- Source extract
· · ·

As noted earlier, a best match, is obtained even if not a perfect recognition, since the natural filtering of the human ear and the error correction of the mental processes of the listener minimize any errors generated by the recognition algorithm 212. The recognition algorithm 212 provides a continuous sequence of phoneme codes so that a blank or non-recognized phoneme does not exist in the sequence. A blank for a non-recognition determination only results in an increase in the noise of the invention.
FIG. 2c illustrates an embodiment of the phoneme-to-allophone synthesizer 206.
The sequence of phoneme codes 205 is communicated to the controller 215. The controller 215 utilizes these codes and its prompting of the read only memory (ROM) 217 to communicate to the speech synthesizer 216 the appropriate bit sequence indicative of the analogous allophone sequence. This data communicated from the ROM 217 to the speech synthesizer 216 establishes the parameters necessary for the modulation of the speaker 218 in the generation of the synthesized speech.
The speech synthesizer is chosen from a wide variety of speech synthesis means, including, but not limited to, the use of a linear predictive filter.
FIG. 3 is a block diagram of an embodiment of the invention which generates indicia representative of the analog speech.
This indicia is representative of the perceived phoneme and is used in finding a best match or optimal match with the template in the library. The automatic gain control circuit (AGC) 301 communicates an analog speech signal to the pitch tracker 302 and the integration means 304, 314, and 324. The pitch tracker 302 generates a fundamental frequency FO.
For each formant determiner 308, 318, and 328 a respective set of integers is determined for which the fundamental frequency FO, when multiplied by the integer falls within the formant range. The respective sets of integers are broadened to include an overlap in the sets so that the entire formant is defined. As an example, if the fundamental frequency FO is 200 Hz, the integer set for the first formant may contain (0,1,2,3,4); the second formant integer set contains (4,5,6,7); the third formant integer set contains (7,8,9).

· · ·

- Records supplied

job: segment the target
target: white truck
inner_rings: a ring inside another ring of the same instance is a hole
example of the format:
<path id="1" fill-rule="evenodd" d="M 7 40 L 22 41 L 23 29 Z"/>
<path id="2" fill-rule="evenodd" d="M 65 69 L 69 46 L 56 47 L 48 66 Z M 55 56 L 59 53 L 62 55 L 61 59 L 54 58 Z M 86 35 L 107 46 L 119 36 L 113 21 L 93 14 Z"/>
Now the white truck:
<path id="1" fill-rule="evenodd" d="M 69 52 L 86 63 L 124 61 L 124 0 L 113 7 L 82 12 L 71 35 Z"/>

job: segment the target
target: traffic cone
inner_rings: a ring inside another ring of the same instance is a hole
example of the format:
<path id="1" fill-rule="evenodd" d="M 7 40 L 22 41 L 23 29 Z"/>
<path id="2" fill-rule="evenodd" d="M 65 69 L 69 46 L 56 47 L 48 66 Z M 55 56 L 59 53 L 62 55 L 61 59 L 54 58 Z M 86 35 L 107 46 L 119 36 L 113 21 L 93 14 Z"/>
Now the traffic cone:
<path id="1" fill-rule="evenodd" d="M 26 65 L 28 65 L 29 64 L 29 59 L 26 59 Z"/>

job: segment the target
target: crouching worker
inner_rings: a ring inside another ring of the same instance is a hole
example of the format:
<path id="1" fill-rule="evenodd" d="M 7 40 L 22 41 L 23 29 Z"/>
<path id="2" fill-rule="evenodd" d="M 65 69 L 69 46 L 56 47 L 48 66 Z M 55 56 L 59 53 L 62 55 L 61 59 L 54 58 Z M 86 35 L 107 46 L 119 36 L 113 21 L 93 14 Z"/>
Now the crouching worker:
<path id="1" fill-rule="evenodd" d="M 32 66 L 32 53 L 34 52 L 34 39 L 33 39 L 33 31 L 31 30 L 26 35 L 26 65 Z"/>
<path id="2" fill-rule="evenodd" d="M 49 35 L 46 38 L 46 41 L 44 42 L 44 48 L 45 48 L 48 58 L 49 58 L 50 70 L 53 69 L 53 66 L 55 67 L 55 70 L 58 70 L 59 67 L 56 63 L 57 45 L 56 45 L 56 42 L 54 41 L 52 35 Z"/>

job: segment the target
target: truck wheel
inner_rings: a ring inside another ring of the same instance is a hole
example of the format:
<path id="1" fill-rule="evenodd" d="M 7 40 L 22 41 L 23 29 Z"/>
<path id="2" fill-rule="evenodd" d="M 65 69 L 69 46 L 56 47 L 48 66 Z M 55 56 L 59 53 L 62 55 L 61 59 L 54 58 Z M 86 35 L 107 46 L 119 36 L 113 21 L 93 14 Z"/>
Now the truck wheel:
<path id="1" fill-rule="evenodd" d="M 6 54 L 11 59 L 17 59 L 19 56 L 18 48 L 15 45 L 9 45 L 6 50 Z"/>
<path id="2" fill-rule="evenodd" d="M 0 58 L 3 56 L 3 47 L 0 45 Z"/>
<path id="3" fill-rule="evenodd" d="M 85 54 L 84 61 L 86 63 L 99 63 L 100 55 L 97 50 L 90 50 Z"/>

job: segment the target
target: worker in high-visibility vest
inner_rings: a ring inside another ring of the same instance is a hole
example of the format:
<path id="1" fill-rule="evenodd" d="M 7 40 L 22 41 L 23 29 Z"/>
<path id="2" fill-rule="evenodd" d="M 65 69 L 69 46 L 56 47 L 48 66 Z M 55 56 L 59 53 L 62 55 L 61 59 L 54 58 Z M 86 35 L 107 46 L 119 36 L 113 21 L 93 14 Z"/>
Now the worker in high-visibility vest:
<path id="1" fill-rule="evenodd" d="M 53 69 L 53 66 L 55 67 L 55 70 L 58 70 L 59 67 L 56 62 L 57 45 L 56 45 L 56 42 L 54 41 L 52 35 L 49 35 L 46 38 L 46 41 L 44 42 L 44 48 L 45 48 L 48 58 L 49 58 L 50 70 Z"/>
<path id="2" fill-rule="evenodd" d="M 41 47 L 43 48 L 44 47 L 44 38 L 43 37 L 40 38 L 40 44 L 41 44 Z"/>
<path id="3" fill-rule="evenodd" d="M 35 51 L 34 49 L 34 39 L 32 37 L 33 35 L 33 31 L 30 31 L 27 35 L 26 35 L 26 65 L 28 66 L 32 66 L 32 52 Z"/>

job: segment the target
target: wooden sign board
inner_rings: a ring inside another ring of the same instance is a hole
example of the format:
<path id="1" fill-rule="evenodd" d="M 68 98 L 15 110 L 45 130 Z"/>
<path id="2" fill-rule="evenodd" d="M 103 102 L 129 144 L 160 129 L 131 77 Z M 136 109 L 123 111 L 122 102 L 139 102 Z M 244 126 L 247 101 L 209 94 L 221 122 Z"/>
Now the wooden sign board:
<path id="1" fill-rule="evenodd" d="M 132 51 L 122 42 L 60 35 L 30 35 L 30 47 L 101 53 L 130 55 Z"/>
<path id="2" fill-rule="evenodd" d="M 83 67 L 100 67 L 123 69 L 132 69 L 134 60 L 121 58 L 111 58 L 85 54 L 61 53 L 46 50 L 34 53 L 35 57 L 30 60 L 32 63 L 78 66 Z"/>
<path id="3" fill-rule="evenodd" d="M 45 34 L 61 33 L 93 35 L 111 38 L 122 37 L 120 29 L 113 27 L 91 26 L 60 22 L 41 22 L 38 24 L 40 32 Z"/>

· · ·

- Problem to solve
Retype the speech synthesis passage in full, keeping every word, number and punctuation mark unchanged. The entries have no connection to the speech synthesis passage.

- Exercise output
As noted earlier, a best match, is obtained even if not a perfect recognition, since the natural filtering of the human ear and the error correction of the mental processes of the listener minimize any errors generated by the recognition algorithm 212. The recognition algorithm 212 provides a continuous sequence of phoneme codes so that a blank or non-recognized phoneme does not exist in the sequence. A blank for a non-recognition determination only results in an increase in the noise of the invention.
FIG. 2c illustrates an embodiment of the phoneme-to-allophone synthesizer 206.
The sequence of phoneme codes 205 is communicated to the controller 215. The controller 215 utilizes these codes and its prompting of the read only memory (ROM) 217 to communicate to the speech synthesizer 216 the appropriate bit sequence indicative of the analogous allophone sequence. This data communicated from the ROM 217 to the speech synthesizer 216 establishes the parameters necessary for the modulation of the speaker 218 in the generation of the synthesized speech.
The speech synthesizer is chosen from a wide variety of speech synthesis means, including, but not limited to, the use of a linear predictive filter.
FIG. 3 is a block diagram of an embodiment of the invention which generates indicia representative of the analog speech.
This indicia is representative of the perceived phoneme and is used in finding a best match or optimal match with the template in the library. The automatic gain control circuit (AGC) 301 communicates an analog speech signal to the pitch tracker 302 and the integration means 304, 314, and 324. The pitch tracker 302 generates a fundamental frequency FO.
For each formant determiner 308, 318, and 328 a respective set of integers is determined for which the fundamental frequency FO, when multiplied by the integer falls within the formant range. The respective sets of integers are broadened to include an overlap in the sets so that the entire formant is defined. As an example, if the fundamental frequency FO is 200 Hz, the integer set for the first formant may contain (0,1,2,3,4); the second formant integer set contains (4,5,6,7); the third formant integer set contains (7,8,9).